From the data below, extract each line that contains the word "target".

**** Record excerpts

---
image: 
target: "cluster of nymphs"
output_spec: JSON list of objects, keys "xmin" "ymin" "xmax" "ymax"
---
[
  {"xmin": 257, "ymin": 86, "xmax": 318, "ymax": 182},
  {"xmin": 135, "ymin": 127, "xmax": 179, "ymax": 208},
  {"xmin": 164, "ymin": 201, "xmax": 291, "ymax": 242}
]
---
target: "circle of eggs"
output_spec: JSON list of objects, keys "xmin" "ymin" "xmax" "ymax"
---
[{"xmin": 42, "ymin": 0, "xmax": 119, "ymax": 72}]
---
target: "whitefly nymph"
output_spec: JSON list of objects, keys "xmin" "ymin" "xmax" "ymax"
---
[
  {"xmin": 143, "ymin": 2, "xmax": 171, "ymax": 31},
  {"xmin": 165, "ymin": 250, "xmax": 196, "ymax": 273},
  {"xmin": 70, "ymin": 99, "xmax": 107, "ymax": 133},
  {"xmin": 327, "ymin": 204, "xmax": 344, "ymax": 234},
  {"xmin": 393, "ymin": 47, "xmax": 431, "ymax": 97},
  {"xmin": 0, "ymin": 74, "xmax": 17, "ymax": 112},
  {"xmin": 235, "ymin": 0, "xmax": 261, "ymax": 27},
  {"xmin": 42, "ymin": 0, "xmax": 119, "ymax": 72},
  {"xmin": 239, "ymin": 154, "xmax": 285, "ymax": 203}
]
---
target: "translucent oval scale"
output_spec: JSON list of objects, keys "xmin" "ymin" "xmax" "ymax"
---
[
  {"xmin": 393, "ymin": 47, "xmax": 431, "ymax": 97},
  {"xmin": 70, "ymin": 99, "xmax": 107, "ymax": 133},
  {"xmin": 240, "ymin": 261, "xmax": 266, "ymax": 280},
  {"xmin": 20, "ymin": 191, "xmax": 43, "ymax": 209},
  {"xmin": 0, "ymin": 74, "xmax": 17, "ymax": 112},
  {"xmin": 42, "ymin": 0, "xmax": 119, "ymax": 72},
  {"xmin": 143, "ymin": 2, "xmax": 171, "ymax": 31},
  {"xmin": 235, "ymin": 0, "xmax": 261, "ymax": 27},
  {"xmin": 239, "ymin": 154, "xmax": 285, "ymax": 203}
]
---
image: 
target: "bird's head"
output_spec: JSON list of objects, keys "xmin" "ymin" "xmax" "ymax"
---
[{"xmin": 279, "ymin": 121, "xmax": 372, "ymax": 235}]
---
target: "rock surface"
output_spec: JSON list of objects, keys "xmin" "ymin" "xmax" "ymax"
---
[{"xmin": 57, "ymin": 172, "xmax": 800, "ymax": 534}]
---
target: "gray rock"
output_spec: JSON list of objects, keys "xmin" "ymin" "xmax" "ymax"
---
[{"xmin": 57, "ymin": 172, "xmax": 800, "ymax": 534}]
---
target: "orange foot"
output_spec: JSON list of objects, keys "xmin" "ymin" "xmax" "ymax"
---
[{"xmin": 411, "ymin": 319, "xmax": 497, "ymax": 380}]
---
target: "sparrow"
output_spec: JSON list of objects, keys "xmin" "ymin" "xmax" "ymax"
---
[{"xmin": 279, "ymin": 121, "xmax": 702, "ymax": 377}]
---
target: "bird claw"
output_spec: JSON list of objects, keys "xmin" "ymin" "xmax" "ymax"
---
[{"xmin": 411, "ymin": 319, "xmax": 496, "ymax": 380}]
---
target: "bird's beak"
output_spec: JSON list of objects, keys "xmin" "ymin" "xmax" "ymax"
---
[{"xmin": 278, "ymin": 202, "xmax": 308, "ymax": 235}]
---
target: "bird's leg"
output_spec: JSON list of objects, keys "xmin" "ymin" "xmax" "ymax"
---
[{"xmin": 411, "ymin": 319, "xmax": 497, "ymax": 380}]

********

## Answer to the problem
target: "cluster of nymphs"
target: "circle of eggs"
target: "whitefly nymph"
target: "translucent oval scale"
target: "bird's head"
target: "rock surface"
target: "gray rock"
target: "orange foot"
target: "sparrow"
target: "bird claw"
target: "bird's beak"
target: "bird's leg"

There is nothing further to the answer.